• _Stored rows_
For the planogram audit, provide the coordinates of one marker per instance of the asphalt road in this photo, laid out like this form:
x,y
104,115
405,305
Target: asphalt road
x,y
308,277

• _The exercise_
Can you return every line of each entry above word for word, in the same order?

• _Finished exercise_
For the planogram audit, provide the coordinates of one marker per instance of the asphalt road in this photo, laid out like this form:
x,y
104,115
405,305
Target: asphalt road
x,y
308,277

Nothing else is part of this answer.